▸ Exercise: Set down every one of the records below word for word, keeping each line as it stands.

▸ Material provided:
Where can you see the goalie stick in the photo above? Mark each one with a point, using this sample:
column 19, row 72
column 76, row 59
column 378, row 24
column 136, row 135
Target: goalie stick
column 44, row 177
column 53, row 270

▸ Reply to the exercise:
Where can you see the goalie stick in the photo above? Mark each one with a point, using this sample:
column 19, row 72
column 76, row 59
column 378, row 24
column 136, row 135
Target: goalie stick
column 44, row 177
column 53, row 270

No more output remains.